## EXERCISE DETAILS
Rewrite everything below from the line containing "Check that each instance of the horse's hind" down to the last line, both ends included. Keep the requests unchanged, and multiply every coordinate in the answers by 1.65, rounding to whole numbers with halves rounded up.
[Begin SUPPLIED INFORMATION]
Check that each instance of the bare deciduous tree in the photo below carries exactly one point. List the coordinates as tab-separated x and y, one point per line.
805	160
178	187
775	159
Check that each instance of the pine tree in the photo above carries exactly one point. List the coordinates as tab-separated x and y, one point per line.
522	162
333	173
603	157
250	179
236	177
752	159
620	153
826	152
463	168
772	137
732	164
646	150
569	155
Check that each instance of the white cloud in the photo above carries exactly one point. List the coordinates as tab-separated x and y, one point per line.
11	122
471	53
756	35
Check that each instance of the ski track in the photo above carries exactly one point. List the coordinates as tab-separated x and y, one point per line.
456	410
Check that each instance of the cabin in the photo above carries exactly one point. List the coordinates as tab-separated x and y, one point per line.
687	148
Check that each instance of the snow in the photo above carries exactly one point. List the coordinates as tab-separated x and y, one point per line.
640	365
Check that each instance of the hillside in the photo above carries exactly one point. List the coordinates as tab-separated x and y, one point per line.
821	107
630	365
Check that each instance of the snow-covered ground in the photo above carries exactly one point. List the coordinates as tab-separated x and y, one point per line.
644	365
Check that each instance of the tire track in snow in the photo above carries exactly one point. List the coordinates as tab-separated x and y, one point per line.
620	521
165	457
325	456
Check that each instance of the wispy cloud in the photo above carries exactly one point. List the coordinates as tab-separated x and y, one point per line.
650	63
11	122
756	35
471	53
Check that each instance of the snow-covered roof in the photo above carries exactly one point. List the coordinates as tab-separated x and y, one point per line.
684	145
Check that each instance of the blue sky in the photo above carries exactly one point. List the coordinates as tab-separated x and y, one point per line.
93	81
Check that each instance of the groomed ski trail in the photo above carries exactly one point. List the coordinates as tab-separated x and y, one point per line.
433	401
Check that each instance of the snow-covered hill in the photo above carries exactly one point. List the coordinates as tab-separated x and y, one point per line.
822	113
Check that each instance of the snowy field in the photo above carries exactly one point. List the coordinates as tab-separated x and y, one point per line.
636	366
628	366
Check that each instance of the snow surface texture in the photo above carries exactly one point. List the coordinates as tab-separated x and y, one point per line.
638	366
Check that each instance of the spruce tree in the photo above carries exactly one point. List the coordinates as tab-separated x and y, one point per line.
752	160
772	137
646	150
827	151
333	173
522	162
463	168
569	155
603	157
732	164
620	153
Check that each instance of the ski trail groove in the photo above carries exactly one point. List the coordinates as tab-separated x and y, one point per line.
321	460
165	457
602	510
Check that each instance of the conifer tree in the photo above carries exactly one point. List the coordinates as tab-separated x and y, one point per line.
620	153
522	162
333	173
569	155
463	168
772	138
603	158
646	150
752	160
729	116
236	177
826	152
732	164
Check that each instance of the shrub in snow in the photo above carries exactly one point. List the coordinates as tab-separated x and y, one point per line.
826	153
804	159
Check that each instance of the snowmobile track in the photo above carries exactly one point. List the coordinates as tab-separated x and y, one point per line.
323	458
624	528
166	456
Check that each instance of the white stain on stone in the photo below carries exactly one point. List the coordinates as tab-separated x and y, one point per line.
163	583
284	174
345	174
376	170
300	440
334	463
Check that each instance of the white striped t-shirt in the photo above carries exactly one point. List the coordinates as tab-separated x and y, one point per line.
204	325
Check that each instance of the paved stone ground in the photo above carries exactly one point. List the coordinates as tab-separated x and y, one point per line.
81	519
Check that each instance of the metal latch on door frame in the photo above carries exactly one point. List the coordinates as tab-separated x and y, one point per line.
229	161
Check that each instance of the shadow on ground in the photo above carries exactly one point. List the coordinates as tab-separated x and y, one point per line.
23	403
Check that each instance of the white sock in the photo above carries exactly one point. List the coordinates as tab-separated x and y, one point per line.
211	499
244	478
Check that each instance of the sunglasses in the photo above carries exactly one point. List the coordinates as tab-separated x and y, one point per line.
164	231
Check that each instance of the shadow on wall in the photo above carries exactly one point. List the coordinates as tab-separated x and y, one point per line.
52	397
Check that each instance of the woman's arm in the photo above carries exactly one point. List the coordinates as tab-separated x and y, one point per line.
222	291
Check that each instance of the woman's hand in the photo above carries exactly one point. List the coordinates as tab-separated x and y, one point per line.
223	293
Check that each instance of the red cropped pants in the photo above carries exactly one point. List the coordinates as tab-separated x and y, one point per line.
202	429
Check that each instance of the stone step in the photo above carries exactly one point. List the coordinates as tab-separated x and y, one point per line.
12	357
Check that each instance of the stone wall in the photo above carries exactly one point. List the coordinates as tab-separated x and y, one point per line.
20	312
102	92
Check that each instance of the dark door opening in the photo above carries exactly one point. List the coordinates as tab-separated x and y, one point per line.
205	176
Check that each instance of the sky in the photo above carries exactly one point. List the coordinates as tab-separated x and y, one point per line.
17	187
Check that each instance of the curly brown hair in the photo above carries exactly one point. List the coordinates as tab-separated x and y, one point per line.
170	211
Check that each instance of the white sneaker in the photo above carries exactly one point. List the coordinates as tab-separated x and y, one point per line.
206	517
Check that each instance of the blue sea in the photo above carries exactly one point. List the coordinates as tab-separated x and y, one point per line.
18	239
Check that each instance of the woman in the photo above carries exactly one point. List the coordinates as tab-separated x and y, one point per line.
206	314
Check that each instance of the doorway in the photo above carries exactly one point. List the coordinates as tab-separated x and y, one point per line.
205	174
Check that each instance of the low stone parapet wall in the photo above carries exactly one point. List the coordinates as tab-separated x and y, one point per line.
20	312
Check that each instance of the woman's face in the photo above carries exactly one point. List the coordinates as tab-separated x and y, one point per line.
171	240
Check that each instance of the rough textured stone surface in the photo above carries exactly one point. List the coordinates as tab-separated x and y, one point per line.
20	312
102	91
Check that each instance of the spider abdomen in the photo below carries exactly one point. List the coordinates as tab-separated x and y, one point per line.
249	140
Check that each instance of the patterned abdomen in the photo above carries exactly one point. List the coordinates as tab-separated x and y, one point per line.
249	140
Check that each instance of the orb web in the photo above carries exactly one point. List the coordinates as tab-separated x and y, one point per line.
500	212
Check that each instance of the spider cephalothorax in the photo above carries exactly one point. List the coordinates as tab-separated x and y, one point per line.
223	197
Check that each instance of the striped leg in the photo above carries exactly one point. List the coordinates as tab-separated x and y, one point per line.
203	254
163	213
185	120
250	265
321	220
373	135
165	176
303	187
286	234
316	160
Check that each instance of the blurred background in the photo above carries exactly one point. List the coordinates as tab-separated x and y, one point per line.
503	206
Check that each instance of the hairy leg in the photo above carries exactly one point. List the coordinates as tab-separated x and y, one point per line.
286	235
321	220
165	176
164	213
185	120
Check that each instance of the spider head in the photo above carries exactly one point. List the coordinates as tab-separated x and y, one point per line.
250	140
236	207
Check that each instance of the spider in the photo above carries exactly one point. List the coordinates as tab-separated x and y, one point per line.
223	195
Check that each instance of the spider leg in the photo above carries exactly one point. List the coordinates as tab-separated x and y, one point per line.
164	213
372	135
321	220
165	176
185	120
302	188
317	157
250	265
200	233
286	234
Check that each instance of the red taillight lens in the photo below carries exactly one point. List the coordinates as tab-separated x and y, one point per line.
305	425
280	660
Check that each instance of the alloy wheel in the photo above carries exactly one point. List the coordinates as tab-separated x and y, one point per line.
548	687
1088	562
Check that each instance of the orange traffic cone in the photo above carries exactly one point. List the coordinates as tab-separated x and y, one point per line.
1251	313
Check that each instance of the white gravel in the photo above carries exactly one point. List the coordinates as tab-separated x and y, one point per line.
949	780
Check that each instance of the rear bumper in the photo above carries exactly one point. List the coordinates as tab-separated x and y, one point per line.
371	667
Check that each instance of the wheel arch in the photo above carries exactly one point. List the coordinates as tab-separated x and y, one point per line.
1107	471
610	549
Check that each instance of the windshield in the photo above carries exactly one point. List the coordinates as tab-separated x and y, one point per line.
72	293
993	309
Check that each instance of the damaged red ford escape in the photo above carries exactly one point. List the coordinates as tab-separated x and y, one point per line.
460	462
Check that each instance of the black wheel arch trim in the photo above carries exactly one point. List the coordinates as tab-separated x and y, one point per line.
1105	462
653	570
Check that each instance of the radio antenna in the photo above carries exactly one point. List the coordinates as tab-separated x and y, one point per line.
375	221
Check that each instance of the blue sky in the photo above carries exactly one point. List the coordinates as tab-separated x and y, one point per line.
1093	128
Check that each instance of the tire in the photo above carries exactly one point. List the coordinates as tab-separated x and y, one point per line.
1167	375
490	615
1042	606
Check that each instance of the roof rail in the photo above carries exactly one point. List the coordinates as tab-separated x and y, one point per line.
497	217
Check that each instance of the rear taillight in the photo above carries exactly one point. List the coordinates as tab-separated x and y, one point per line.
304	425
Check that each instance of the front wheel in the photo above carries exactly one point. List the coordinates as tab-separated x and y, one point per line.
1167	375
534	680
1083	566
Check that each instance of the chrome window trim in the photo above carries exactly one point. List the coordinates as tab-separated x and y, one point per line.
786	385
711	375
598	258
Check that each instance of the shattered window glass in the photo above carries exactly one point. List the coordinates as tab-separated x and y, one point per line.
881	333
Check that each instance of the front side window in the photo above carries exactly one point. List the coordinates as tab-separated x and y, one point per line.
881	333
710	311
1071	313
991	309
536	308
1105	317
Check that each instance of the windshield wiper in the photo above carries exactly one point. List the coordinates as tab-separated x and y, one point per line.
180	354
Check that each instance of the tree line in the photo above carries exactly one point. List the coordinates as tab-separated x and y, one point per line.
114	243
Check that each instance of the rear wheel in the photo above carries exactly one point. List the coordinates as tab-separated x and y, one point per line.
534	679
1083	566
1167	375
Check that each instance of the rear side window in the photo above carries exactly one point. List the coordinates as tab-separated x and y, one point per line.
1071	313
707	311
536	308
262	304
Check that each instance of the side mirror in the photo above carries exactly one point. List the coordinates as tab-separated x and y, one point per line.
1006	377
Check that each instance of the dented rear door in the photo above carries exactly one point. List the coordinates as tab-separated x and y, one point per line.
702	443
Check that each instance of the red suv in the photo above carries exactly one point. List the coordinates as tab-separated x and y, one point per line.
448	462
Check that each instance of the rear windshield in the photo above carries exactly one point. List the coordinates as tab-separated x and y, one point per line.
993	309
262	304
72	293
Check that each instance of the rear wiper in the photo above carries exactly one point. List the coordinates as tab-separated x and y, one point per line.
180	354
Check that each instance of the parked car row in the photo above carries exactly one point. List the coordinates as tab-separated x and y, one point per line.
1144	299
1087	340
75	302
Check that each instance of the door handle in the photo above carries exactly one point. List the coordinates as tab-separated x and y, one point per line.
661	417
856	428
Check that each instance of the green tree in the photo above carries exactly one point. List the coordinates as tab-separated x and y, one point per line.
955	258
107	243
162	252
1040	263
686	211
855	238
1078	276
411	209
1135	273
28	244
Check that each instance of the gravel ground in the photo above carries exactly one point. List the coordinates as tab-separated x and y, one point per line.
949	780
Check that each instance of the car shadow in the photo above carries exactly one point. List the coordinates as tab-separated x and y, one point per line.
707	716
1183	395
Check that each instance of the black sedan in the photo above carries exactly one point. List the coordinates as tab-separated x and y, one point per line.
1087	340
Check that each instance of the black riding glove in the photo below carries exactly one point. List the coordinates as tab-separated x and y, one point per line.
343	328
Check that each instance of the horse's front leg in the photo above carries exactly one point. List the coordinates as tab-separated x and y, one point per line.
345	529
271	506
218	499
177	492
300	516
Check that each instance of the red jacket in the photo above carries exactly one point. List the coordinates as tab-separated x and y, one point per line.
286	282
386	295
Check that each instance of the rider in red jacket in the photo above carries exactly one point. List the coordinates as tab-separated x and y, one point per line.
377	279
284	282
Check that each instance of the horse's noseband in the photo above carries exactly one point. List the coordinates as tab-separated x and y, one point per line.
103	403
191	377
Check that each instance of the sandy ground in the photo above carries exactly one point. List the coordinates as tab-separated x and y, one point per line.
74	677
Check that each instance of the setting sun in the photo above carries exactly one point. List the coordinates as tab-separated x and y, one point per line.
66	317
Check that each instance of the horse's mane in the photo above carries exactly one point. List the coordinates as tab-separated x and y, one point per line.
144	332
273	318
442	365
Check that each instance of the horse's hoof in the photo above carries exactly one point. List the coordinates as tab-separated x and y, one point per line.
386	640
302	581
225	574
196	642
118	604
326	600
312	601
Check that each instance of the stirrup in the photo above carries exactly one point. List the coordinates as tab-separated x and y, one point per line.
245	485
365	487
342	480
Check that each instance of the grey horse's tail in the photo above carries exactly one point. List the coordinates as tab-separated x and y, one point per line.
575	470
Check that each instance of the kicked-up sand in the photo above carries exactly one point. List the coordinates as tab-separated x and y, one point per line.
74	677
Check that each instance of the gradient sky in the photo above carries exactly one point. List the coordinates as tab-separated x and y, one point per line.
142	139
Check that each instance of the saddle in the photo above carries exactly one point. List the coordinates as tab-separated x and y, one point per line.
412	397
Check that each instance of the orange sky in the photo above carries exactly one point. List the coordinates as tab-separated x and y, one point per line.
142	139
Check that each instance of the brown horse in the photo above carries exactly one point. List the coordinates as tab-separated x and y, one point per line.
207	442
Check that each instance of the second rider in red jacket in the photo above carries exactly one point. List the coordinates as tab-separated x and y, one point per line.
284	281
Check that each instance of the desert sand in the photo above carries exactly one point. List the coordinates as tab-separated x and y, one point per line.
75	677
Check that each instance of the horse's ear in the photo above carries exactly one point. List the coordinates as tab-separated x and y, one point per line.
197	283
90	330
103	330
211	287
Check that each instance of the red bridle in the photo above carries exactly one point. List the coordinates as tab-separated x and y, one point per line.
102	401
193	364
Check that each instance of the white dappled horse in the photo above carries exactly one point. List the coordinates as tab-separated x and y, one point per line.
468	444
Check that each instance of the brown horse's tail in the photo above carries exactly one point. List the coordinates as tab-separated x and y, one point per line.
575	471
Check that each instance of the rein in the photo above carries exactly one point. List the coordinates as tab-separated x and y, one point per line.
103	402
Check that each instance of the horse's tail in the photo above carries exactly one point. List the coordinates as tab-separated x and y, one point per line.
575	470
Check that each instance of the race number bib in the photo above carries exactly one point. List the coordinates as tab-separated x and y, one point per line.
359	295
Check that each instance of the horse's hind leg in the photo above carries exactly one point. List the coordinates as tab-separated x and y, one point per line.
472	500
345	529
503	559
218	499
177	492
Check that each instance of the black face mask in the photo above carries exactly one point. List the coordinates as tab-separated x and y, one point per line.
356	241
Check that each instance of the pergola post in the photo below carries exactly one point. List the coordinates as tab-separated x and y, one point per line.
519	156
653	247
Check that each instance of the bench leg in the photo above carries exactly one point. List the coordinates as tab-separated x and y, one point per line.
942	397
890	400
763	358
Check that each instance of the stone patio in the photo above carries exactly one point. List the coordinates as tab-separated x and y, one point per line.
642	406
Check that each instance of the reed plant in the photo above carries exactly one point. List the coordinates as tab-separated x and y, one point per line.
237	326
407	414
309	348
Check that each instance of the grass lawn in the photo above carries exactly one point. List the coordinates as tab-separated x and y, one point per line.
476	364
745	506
[End SUPPLIED INFORMATION]
## EXERCISE OUTPUT
Check that each instance of the horse's hind leg in the photo above carries exactly one point. List the coordinates as tab-separated x and y, one point per line.
779	825
569	873
830	922
360	823
292	812
Check that each instance of the black face mask in the photo above carries exactly one point. List the coordinates as tab-separated x and y, one point per line.
587	398
Check that each instance of the pergola post in the photo below carries exactly one point. List the coordinates as tab-separated x and y, one point per line.
856	257
1077	408
Check that each instance of the bench leg in the photo above carries exactly one point. List the coordinates as tab-separated x and y, one point per line.
1554	655
1469	660
1259	591
Check that each instance of the stone patio in the photo above carries exactly one point. List the coordinates as tab-separated x and y, one point per line.
1059	670
Check that each instance of the reed plant in the photo above carries exactly one point. List the coordinates as tab-separated x and y, one point per line.
391	538
672	683
510	574
Check that each instance of the grass lawn in the photo above carries exactly one point. List the coordinates as tab-separated x and y, one point per line.
785	601
1229	835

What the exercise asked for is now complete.